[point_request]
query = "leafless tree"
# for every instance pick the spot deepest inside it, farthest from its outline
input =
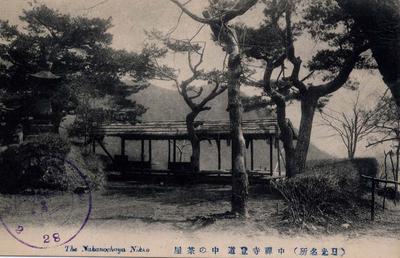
(217, 16)
(352, 126)
(196, 98)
########
■ **TASK DESCRIPTION**
Any picture in the material is to be dropped; the rest is repeated exactly.

■ **RESULT OF THE TASK**
[point_request]
query = "leafless tree"
# for every instance pick the spot deepest inside it, farthest from its outline
input =
(217, 16)
(352, 126)
(196, 98)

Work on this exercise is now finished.